(REQUIRED WORK) The required output consists solely of the lines from the line containing "Put a pin on every instance of the open mouth" through the end of the records, copied exactly.

(LISTING)

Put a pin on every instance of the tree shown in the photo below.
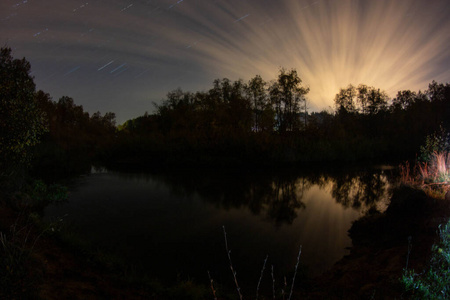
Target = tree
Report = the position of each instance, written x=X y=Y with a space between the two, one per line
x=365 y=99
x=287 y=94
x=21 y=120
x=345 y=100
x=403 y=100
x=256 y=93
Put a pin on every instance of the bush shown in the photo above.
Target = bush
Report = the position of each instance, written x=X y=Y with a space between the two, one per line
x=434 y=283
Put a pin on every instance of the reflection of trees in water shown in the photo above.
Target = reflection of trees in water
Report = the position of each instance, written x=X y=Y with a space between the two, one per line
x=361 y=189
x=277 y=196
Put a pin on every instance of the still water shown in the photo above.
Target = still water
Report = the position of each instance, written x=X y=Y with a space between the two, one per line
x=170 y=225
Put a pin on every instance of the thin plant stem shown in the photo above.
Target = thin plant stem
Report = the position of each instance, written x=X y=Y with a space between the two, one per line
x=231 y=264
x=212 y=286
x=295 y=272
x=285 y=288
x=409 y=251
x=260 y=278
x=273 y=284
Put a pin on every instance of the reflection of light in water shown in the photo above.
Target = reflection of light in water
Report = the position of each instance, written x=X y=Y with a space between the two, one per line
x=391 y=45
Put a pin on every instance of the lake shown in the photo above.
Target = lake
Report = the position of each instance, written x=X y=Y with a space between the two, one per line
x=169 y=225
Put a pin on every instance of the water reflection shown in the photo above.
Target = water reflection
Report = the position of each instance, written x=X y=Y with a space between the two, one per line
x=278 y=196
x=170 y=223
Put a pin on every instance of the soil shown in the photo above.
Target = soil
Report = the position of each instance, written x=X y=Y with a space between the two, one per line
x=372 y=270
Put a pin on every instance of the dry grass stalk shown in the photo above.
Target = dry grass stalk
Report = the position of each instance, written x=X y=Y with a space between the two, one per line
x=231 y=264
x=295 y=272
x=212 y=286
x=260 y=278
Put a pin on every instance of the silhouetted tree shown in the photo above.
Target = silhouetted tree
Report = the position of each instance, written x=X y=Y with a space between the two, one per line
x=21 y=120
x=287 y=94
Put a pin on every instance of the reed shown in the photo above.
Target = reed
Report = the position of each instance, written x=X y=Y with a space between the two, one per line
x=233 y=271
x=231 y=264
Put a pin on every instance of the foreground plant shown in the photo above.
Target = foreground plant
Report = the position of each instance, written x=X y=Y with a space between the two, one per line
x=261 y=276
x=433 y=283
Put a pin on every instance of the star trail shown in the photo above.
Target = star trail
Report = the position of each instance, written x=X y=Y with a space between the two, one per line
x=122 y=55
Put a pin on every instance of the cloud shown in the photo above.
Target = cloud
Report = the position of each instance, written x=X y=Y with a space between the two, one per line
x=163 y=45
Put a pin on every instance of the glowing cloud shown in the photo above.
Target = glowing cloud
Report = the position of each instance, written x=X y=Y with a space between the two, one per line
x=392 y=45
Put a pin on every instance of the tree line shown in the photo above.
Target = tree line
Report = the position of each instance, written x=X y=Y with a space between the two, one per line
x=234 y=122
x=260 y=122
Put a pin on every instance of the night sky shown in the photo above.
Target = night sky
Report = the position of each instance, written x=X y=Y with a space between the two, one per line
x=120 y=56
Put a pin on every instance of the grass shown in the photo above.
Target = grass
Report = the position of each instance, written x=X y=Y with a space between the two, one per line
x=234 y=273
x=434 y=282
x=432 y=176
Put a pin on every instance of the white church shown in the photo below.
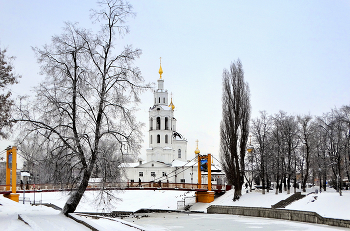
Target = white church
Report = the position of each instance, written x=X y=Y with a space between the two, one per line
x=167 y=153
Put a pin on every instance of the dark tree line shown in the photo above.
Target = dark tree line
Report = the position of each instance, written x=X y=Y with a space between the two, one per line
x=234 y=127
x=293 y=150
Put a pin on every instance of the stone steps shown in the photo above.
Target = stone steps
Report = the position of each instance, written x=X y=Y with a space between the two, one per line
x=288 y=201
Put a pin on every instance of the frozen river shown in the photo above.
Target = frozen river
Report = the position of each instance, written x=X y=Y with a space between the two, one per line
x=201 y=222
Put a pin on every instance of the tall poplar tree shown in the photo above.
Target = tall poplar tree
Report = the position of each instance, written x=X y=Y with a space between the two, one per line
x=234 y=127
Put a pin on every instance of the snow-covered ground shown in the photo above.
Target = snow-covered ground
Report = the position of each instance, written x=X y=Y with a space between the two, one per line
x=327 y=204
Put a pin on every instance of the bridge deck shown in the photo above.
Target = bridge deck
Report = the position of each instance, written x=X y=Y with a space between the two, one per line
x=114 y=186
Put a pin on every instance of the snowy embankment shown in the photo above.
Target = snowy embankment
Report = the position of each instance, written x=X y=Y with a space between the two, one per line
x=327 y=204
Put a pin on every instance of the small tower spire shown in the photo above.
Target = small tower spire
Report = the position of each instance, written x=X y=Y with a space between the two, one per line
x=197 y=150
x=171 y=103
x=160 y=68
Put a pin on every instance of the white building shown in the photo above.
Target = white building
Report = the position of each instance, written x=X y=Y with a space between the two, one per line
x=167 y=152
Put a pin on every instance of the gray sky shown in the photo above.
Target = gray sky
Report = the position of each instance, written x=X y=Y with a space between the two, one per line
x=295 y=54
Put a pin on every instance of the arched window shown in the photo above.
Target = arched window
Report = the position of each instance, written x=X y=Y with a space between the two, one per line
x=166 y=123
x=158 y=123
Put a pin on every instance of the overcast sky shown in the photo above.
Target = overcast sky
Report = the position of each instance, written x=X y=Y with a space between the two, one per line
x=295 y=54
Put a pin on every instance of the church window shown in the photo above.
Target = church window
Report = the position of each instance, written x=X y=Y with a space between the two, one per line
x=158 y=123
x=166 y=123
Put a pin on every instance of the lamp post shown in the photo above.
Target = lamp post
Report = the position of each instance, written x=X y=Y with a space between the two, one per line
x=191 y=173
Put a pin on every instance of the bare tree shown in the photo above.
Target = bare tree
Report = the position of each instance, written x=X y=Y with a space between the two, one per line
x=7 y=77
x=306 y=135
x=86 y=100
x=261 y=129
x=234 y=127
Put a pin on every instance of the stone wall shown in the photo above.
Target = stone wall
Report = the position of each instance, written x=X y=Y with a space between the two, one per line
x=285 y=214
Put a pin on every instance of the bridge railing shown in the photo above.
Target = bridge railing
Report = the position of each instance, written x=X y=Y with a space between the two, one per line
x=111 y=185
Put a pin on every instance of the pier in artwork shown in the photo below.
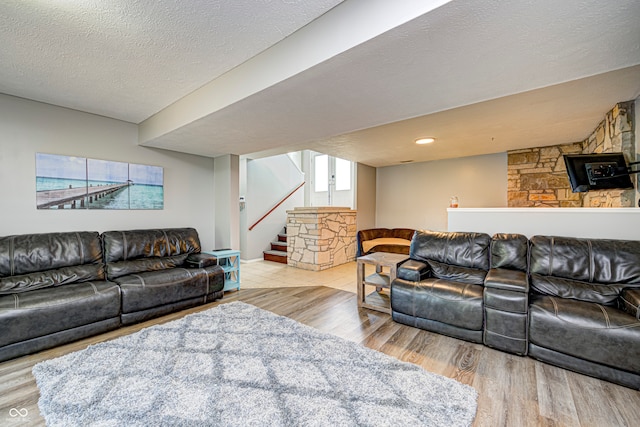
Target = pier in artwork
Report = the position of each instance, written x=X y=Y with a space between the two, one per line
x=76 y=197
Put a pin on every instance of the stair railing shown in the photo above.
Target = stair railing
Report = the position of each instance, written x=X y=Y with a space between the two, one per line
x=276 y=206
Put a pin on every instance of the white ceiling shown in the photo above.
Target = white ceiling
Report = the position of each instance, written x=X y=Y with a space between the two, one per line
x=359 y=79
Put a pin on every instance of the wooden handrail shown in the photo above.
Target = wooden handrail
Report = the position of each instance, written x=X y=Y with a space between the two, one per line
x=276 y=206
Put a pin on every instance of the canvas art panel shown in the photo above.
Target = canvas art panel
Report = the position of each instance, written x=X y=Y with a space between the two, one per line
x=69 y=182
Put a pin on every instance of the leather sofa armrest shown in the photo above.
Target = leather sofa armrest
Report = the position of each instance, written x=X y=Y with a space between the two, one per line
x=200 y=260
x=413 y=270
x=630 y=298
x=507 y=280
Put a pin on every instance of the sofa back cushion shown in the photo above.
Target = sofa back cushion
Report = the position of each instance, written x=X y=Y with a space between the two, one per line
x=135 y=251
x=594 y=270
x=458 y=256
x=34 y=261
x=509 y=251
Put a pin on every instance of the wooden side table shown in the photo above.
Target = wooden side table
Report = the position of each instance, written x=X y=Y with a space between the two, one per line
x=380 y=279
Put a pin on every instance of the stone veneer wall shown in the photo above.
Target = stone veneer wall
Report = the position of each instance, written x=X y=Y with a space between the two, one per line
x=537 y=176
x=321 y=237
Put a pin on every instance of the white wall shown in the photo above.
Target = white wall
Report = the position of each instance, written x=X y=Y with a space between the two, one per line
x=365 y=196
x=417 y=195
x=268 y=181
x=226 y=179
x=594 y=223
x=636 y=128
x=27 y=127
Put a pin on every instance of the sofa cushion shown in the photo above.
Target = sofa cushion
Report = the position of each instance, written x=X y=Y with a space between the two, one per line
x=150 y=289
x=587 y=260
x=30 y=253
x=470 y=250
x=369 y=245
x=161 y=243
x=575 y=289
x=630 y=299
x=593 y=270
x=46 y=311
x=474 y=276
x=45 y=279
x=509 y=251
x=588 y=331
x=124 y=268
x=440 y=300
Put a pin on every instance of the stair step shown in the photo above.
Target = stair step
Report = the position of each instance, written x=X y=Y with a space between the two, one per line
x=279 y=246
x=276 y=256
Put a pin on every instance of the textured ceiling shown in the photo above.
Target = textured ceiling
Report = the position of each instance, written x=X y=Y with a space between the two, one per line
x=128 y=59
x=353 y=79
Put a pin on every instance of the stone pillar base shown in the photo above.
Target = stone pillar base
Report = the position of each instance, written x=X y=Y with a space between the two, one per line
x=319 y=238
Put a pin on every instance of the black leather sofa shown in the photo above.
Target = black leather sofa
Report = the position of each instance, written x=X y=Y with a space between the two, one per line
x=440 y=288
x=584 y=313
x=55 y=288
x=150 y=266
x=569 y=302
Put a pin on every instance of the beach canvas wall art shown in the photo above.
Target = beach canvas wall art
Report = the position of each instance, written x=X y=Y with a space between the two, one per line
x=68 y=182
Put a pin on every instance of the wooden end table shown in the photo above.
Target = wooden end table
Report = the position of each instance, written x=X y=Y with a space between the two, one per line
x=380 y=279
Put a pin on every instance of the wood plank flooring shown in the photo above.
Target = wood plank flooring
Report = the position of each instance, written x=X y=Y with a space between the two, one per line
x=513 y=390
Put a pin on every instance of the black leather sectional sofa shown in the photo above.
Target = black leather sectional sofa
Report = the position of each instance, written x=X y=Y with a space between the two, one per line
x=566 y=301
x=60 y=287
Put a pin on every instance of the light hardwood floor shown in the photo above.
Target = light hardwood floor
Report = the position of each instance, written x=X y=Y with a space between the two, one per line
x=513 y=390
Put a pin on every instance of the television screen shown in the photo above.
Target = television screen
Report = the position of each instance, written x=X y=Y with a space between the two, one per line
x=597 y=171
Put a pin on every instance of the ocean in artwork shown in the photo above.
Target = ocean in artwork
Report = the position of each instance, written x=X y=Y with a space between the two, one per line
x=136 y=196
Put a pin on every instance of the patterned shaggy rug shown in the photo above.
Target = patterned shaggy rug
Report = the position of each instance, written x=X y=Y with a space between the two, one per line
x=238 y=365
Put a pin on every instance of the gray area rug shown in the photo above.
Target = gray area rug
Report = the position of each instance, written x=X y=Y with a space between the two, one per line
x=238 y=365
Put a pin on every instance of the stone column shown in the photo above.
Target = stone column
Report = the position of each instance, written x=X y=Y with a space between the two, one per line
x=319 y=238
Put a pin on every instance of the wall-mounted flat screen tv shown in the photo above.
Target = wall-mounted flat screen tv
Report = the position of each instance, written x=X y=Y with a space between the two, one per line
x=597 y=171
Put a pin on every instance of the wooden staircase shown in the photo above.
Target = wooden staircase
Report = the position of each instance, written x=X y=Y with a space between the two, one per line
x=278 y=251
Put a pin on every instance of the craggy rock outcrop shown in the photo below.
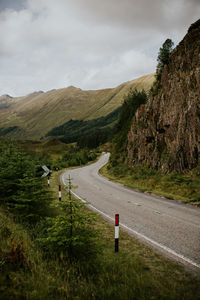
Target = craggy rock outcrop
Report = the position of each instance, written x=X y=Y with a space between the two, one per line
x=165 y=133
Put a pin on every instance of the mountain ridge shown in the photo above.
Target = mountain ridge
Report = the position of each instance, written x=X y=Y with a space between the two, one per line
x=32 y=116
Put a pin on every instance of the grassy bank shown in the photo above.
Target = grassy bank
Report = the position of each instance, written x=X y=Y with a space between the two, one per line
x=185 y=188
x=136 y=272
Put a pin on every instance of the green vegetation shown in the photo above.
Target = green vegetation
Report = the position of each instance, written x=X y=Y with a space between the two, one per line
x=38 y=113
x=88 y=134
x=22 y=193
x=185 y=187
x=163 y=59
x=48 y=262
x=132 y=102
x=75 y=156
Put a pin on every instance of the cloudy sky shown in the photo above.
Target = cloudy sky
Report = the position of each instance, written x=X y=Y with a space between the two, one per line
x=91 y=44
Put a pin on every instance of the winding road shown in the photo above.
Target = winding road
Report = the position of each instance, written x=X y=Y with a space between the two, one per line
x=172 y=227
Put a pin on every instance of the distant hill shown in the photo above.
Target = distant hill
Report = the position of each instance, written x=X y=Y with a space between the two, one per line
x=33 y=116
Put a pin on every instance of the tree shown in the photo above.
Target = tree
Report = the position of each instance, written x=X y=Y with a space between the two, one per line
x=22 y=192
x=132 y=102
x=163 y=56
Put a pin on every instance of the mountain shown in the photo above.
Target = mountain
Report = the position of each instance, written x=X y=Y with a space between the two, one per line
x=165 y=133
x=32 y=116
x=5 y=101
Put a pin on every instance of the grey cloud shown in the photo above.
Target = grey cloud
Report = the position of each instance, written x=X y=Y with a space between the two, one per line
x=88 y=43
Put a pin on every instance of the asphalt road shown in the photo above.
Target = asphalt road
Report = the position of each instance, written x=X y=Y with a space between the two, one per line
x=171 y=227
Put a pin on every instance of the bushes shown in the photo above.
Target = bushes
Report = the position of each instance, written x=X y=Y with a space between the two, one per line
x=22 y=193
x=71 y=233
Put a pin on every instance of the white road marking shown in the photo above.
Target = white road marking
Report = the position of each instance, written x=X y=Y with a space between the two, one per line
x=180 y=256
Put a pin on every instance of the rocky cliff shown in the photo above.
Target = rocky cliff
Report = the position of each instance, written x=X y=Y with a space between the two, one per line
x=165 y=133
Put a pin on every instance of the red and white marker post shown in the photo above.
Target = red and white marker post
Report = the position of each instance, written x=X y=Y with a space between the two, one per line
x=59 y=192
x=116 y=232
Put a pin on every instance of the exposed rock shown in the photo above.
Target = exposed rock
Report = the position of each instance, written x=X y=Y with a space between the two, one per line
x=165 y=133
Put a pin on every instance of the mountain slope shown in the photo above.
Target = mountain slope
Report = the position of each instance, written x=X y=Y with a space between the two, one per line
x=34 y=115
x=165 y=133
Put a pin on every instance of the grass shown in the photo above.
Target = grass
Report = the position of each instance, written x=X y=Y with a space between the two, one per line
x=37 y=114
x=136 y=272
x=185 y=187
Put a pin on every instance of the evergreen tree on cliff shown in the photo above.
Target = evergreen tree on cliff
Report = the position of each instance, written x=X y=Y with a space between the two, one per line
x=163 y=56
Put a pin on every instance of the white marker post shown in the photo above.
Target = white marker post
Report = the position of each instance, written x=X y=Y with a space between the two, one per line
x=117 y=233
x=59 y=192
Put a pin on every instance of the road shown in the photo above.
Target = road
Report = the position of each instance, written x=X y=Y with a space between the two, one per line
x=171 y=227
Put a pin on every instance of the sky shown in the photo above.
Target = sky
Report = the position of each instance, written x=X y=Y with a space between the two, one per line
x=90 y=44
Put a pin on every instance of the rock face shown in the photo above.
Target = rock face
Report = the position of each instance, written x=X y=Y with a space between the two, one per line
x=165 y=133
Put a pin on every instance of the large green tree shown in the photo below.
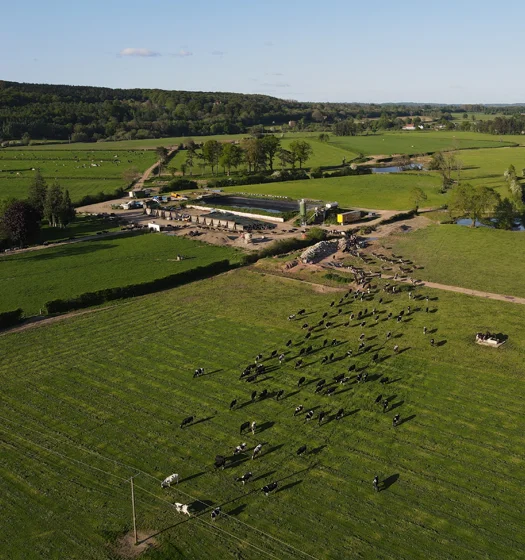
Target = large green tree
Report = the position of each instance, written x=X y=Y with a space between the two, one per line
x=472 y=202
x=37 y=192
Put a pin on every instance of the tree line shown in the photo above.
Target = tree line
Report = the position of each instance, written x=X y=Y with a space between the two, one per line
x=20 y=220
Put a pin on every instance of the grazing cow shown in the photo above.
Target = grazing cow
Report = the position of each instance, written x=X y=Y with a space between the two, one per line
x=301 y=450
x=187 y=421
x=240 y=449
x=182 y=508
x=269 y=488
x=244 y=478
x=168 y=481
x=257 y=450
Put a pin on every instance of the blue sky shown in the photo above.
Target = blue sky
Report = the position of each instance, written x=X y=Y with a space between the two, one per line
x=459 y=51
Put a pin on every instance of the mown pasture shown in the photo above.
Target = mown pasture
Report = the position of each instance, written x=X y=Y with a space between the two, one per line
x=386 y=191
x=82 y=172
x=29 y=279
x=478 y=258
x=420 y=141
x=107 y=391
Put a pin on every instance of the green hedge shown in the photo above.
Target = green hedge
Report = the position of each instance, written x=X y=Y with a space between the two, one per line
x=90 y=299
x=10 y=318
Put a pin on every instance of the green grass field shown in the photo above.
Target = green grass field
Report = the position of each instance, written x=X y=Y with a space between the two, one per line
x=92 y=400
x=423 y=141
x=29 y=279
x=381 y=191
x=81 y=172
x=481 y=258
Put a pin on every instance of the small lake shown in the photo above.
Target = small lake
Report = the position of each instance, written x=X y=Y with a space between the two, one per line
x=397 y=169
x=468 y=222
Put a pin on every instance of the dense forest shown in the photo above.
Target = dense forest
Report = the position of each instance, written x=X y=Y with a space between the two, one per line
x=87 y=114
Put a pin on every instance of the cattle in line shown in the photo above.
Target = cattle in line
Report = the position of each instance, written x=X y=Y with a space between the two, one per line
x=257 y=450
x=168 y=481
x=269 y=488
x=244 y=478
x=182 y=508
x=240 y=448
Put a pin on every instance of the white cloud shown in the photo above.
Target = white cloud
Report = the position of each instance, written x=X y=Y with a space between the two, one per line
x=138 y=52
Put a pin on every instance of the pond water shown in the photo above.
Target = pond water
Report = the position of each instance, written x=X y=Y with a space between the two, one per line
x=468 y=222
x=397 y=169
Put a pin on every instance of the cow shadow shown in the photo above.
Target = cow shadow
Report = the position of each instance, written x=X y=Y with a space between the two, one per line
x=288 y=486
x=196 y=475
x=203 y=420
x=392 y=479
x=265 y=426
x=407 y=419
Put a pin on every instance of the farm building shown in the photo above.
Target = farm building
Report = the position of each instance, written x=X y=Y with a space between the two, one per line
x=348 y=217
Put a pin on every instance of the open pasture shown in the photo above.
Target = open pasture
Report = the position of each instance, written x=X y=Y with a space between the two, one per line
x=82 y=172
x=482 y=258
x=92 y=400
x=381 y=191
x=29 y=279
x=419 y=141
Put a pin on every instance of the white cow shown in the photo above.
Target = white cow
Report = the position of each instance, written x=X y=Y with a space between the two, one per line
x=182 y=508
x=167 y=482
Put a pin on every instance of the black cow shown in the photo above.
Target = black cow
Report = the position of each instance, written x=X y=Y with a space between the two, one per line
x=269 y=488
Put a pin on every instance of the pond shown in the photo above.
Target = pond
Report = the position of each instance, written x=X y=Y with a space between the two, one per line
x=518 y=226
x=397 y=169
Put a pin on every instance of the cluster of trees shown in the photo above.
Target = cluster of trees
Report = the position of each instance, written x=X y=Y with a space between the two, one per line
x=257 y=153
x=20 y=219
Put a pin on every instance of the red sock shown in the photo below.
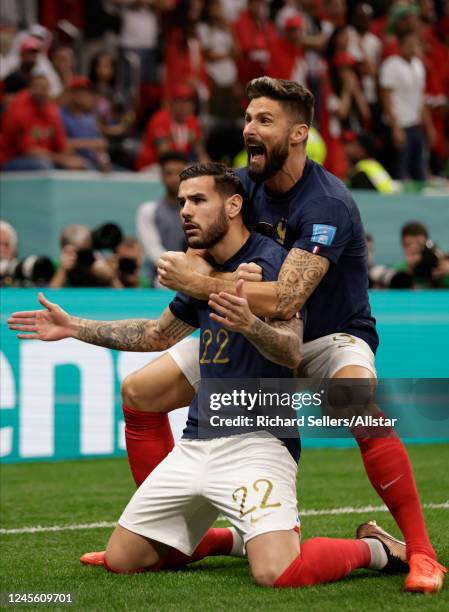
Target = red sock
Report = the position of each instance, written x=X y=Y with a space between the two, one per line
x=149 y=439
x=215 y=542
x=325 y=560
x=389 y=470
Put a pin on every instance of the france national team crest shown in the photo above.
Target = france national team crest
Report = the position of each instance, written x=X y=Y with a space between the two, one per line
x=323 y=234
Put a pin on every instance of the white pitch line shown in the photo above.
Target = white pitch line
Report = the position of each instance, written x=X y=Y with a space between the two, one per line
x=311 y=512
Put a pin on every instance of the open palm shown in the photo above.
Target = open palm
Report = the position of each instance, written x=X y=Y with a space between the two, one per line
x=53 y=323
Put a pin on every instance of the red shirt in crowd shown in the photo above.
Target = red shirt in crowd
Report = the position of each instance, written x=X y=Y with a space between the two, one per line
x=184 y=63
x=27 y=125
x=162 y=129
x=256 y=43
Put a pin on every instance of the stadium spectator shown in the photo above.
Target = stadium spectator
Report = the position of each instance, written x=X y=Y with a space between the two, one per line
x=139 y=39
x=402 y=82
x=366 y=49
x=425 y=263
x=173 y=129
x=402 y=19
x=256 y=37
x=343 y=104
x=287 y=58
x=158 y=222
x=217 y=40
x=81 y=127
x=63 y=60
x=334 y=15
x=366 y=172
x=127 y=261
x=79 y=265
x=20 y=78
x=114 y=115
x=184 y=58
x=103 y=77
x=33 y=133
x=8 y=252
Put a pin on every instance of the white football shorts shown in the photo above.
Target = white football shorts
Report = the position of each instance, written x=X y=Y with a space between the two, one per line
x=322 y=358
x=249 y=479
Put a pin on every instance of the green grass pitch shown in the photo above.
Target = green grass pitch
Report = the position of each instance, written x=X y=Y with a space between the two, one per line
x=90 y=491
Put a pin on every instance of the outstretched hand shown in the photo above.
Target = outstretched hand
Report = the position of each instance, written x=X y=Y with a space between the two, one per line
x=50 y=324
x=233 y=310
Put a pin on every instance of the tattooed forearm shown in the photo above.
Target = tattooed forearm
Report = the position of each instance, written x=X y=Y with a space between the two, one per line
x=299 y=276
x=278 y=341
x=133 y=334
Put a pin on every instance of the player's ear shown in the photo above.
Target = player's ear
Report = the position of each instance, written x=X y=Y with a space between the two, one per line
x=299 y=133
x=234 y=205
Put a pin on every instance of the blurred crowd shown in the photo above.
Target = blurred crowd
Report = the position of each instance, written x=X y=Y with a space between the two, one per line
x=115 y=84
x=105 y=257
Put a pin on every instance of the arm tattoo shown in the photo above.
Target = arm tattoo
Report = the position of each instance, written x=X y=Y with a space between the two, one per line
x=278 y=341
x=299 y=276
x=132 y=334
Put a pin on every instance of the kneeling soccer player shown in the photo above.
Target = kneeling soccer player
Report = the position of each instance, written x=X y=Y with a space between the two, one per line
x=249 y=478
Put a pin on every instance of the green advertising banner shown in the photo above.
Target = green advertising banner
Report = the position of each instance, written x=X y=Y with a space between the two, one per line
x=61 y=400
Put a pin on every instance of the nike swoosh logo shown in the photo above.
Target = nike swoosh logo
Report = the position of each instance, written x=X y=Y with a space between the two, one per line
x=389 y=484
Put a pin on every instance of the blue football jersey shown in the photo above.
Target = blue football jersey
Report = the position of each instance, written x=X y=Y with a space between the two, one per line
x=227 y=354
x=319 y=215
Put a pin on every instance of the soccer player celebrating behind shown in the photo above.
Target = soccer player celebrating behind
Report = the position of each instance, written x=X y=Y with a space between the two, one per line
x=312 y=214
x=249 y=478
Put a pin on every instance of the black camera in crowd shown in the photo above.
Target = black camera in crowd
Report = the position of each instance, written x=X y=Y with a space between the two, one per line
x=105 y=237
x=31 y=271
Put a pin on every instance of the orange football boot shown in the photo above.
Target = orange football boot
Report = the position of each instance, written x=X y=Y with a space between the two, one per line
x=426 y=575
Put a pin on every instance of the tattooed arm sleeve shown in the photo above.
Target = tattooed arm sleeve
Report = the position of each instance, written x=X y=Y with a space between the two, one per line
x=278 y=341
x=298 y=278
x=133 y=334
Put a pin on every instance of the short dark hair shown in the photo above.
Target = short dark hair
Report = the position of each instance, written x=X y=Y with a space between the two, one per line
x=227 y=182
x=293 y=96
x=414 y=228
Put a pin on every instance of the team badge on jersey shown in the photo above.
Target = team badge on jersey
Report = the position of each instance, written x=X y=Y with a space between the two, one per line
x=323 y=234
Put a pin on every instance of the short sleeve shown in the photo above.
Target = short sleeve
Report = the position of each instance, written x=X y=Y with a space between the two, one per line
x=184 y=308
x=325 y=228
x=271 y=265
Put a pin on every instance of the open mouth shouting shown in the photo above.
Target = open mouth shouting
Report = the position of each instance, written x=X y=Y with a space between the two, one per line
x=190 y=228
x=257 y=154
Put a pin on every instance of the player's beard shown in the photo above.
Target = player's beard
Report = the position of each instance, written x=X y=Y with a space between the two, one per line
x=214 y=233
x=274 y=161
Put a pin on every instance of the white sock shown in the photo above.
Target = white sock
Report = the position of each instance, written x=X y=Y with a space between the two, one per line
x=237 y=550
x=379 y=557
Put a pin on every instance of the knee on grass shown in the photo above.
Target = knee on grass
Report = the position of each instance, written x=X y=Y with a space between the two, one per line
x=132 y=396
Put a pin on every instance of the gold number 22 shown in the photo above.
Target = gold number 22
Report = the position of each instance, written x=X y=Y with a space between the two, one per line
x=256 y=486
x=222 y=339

(RESULT)
Put a pin on every instance of the open mouth shouting shown in the photo above.
Target = open mouth shouting
Report = the position of each instance, written x=X y=Y with a space between the two, one per line
x=190 y=228
x=257 y=154
Put a pin on every instance of the player's beard shown in the photo above.
Target = player's beard
Report = the position of each instance, written x=X y=Y with a space between the two, one per line
x=214 y=233
x=274 y=161
Put a pin on every instance of the white sock shown in the photo above.
Target = white sock
Report = the position of each instance, written x=X y=Y with a space between the two, one per line
x=237 y=550
x=379 y=557
Put a pin on every instance of the knee on grass shown in the photo above.
Target = knee on grass
Report = the position of each instance, written x=X y=Y with a space between the two, one per line
x=132 y=396
Put a pin on every instance of the gold number 22 shown in the photo above.
Target = gold number 22
Report = the position of each instance, written x=X y=Y with a space between the two, one per line
x=256 y=486
x=222 y=339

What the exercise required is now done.